_Document excerpt:_
::::::::

Last year, MSF medical teams working in Kebbi, Sokoto, Zamfara, Katsina and Kano states treated 171,465 malnourished children as outpatients and admitted 32,104 children for life-threatening severe acute malnutrition – a 14 per cent rise on the previous year. In Katsina, our teams found high levels of acute malnutrition in 2023 with 17.4 per cent of the surveyed children suffering from acute malnutrition in Jibia local government area at the beginning of the lean season – not even when access to food is the most difficult.

The high rate of admissions to inpatient facilities has been accompanied by alarming mortality rates. In one of our supported facilities in Zamfara state, it reached 23.1 per cent. Sadly, many children are dying within 48 hours after arriving in critical condition, too late to be saved due to the barriers in reaching healthcare. Overall, 854 children admitted to MSF facilities in the northwest died 24- to 48-hours after admission in 2023.

MSF response to malaria outbreak in Zamfara State, Nigeria
Dr Beauty treats Firdausi, who has severe malaria, at MSF’s facility in General Hospital Shinkafi, as her mother Basira Sirajo holds her. Zamfara state, Nigeria, October 2023.
MSF/Abba Adamu Musa

When people fall sick, their families are forced to weigh up the risks of travelling to a health facility against staying put without medical care.

“I cannot recall how many times my village has been attacked,” says Aisha, whose baby is receiving treatment for malaria at an MSF health facility in Gummi, Zamfara state. “We are afraid to travel, but we had no choice, as my baby was very ill and the clinic in my village is short of health staff and medications.”

Outbreaks of preventable diseases, including malaria, cholera, meningitis, measles, and diphtheria, are recurrent and widespread. In 2023, MSF teams in northwest Nigeria treated 169,954 cases of malaria, 4,462 cases of cholera, 1,548 cases of meningitis, 1,850 cases of measles and 13,290 cases of diphtheria.

For aid agencies, security constraints are making it increasingly hard to gain access to certain areas, while escalating violence is impacting and sometimes preventing their work. Last September, our teams in Zamfara state were forced to stop supporting an inpatient malnutrition facility in Anka, and in December, MSF staff were temporarily evacuated from Zurmi due to heavy fighting taking place next to the hospital.

::::::::

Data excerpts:
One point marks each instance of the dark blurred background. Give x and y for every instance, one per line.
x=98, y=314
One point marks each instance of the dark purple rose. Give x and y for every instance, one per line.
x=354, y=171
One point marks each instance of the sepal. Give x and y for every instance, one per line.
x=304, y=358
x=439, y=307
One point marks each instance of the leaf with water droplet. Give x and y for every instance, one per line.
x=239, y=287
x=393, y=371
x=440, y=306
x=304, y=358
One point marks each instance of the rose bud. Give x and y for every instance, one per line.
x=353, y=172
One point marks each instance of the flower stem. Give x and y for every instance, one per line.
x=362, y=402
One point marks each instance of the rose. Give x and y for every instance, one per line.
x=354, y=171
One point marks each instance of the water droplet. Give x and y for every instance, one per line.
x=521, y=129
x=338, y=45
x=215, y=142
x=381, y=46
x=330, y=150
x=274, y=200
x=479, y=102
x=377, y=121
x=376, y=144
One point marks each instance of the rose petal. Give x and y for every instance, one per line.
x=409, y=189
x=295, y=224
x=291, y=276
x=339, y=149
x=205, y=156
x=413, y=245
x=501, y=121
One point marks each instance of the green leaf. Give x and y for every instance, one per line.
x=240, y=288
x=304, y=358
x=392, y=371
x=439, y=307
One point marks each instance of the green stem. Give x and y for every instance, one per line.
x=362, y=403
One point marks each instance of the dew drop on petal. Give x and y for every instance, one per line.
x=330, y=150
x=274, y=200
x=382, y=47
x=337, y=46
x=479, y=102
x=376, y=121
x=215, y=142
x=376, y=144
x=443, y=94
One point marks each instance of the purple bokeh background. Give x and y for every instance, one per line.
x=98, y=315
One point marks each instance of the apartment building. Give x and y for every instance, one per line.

::::::::

_Exercise requirements:_
A. In the excerpt on malnutrition and disease in northwest Nigeria, edit the passage starting with "The high rate" and going on through "without medical care." by replacing "mortality rates" with "death rates".
B. Continue the account of MSF's medical work in northwest Nigeria beyond its final sentence.

_Responses to the exercise:_
A.
The high rate of admissions to inpatient facilities has been accompanied by alarming death rates. In one of our supported facilities in Zamfara state, it reached 23.1 per cent. Sadly, many children are dying within 48 hours after arriving in critical condition, too late to be saved due to the barriers in reaching healthcare. Overall, 854 children admitted to MSF facilities in the northwest died 24- to 48-hours after admission in 2023.

MSF response to malaria outbreak in Zamfara State, Nigeria
Dr Beauty treats Firdausi, who has severe malaria, at MSF’s facility in General Hospital Shinkafi, as her mother Basira Sirajo holds her. Zamfara state, Nigeria, October 2023.
MSF/Abba Adamu Musa

When people fall sick, their families are forced to weigh up the risks of travelling to a health facility against staying put without medical care.

B.
The lack of recognition of the crisis is having a severe impact on the health and humanitarian needs of people, and is delaying the response. Ahmed Bilal, MSF head of mission

In 2023, there were some small signs from donors and aid organisations of increasing interest and mobilisation in northwest Nigeria. However, the funding has not been forthcoming and, in a climate of global aid cuts, the few aid agencies working in the region do not have the capacity to scale up their work.

“We are very alarmed about forthcoming reductions in funding activities for some organisations amid global cuts to humanitarian assistance,” says Dr Simba Tirima, MSF country representative. “While MSF does not rely on governmental or institutional funds for our activities, this is not the case for most aid organisations in the northwest, whose funding depends heavily on the UN’s Humanitarian Response Plan.”

“There were hopeful signs for the northwest last year, but a series of opportunities have been missed and the same cannot happen again in 2024,” says Dr Tirima. “This year might become the worst year yet in terms of humanitarian needs and suffering for people.”

In order to alleviate the suffering of vulnerable communities, MSF believes that priority should be given to preventing and treating malnutrition, and to vaccinating people against preventable diseases, including improving routine and catch-up immunisations and carrying out reactive vaccination campaigns in response to ongoing disease outbreaks. This is paramount for reducing deaths and illness among vulnerable groups of people, particularly children under five years of age.

Faced with the prospect of an alarming 2024, MSF calls upon the humanitarian community and Nigerian government to urgently mobilise across northwest Nigeria, where access is possible, to respond to this neglected humanitarian emergency.